→ What you have to do
Begin with the line containing "the fist ->" and copy every line after it to the end of the entries, exactly, leaving out the lines before it.

→ Information given
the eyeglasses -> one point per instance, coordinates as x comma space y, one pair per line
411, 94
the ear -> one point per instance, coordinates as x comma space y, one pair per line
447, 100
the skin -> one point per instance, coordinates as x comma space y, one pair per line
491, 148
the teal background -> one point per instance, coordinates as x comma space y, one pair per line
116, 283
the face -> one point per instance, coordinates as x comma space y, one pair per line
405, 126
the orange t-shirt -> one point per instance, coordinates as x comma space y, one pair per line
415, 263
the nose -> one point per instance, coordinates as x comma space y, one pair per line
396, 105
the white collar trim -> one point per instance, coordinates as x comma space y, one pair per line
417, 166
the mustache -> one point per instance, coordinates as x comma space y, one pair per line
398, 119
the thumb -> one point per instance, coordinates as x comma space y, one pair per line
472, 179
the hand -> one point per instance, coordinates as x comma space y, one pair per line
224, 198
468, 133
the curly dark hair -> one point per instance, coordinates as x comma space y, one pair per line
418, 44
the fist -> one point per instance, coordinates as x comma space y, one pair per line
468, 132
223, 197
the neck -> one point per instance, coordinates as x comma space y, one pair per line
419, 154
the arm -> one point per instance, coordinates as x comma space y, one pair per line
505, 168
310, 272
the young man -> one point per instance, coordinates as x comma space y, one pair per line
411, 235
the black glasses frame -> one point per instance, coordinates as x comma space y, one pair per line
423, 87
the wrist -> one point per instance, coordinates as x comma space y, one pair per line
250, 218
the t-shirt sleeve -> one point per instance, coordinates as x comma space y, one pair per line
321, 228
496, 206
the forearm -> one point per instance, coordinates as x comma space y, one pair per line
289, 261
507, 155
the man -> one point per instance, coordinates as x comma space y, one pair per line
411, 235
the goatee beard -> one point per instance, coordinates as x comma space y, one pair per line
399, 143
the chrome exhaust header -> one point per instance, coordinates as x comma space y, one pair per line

→ Answer for this exercise
the fist -> one point per instance, coordinates as x comma space y, one pair per line
468, 132
223, 197
the neck -> one point per instance, coordinates as x comma space y, one pair per line
419, 154
the arm -> one point per instance, coordinates as x comma space y, one pair per line
505, 168
310, 272
the young man -> one point per instance, coordinates as x comma space y, one pair per line
411, 235
the black glasses frame -> one point per instance, coordinates as x comma space y, one pair per line
423, 87
the wrist -> one point per instance, coordinates as x comma space y, one pair per line
250, 218
the t-shirt sleeve -> one point per instance, coordinates as x comma space y, one pair per line
321, 228
496, 206
the forearm -> one point per instance, coordinates as x comma space y, one pair per line
289, 261
507, 155
the man -> one point per instance, coordinates as x comma space y, one pair per line
411, 235
the goatee beard -> one point per instance, coordinates as x comma space y, one pair per line
399, 143
the chrome exhaust header -> one point per instance, coordinates as x comma space y, one pair per line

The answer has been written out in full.